I arrive in San Juan del Sur, Nicaragua and I have mixed feelings about what I see. The sailboats moored in the water are pleasant, and the hill rising up from the north edge of the crescent beach is very beautiful. But the southern side of the beach is a fishing port tastelessly made of concrete. I look around town, eat some lunch, check out some hotels, and chat with a cynical old Swiss man who is stuck here until he finishes fixing his sailboat.

I decide to head north 12km on a small road to a little surf beach called “Madera Beach.” The small brick road quickly becomes a dirt path after just 2km. Little wooden signs nailed to trees help lead me to Madera.

I arrive at the beach, and the water is full of surfers. Perfect waves continue to roll in as surfer after surfer show off their skills. On my right is one small shack of a restaurant where people sit outside, eat, and watch the waves and riders. On my left is a larger building, but “shack” still seems like the correct word to describe it. It has a concrete foundation set right at the water’s edge. The bottom floor is a restaurant (without walls of course) and the second floor is a mess of nailed together boards, painted in bright colors, serving as a hotel. Behind the restaurant on the first floor is a small room out of which surfboards are rented.

I am nervous about being here; it seems so far away from any rule-of-law. The governance of this beach is clearly based upon the good (or bad) will of those who visit it. But in reflection, the “rule-of-law” and those corrupt officials who enforce and distort it are really one of the things that make me nervous in Central America so the lack of officials really should not be alarming. But I nevertheless wonder, what keeps my motorcycle and belongings safe here? Despite my misgivings, I am guided to checking into a room and it is done. I am staying here for the night.

The afternoon is getting late, and so it is time to surf. Inside the surf rental shop, an old man with weathered skin lies in a hammock smoking cigarettes. The shop is dirty and is littered with boards in various stages of repair. The man charges me $5 dollars for a half-day rental, and I talk him into letting me keep the board until the morning instead of returning it when he closes at 5:00.

The waves are great, but I realize that I am not good enough to catch a wave before someone else does. I swim in closer to shore and play on an inside break. The waves are not quite as big here, but they are still bigger, cleaner, and more consistent than anything I usually get in Los Angeles.

Rows from a dataset
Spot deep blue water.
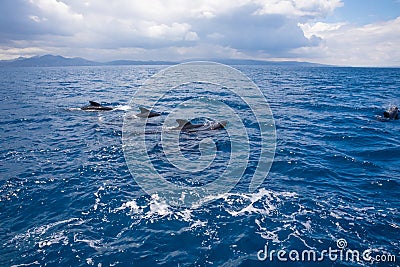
[0,66,400,266]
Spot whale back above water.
[136,107,161,118]
[383,106,399,120]
[174,119,228,132]
[81,101,113,111]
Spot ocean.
[0,65,400,266]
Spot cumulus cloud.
[295,17,400,66]
[0,0,399,64]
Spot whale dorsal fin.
[139,107,150,114]
[176,119,191,127]
[89,101,101,107]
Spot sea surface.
[0,66,400,266]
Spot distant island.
[0,55,327,67]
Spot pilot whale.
[136,107,161,118]
[173,119,228,133]
[383,106,399,120]
[81,101,113,111]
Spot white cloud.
[0,0,400,65]
[294,17,400,66]
[256,0,343,17]
[29,0,83,20]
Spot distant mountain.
[0,55,327,67]
[108,60,178,65]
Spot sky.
[0,0,400,66]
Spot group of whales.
[81,101,228,132]
[81,101,399,123]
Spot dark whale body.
[136,107,161,118]
[174,119,228,133]
[383,106,399,120]
[81,101,112,111]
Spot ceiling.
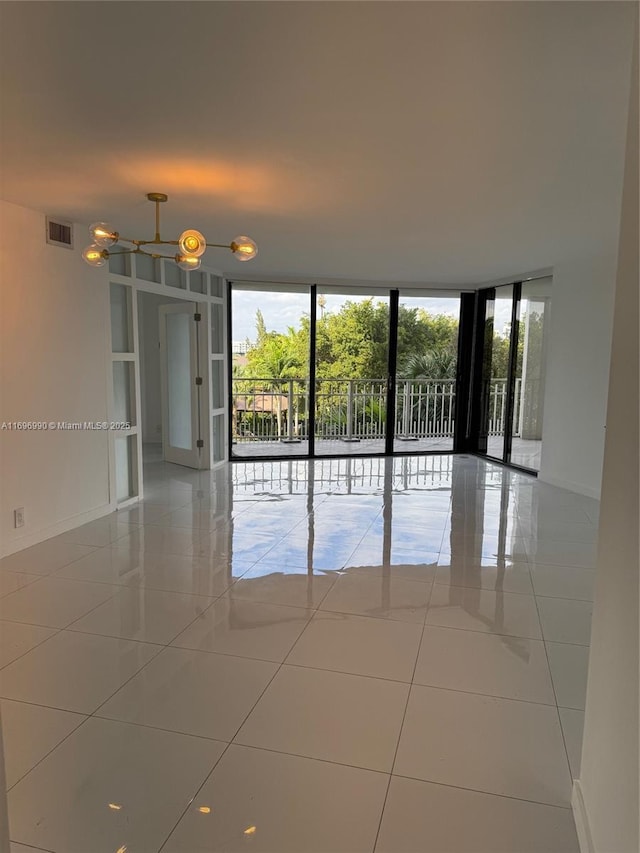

■ **Goal**
Please extract the passage from the Madera Beach account above that starts at "The waves are great, but" and ends at "in Los Angeles.", copying it word for word.

■ **Output**
The waves are great, but I realize that I am not good enough to catch a wave before someone else does. I swim in closer to shore and play on an inside break. The waves are not quite as big here, but they are still bigger, cleaner, and more consistent than anything I usually get in Los Angeles.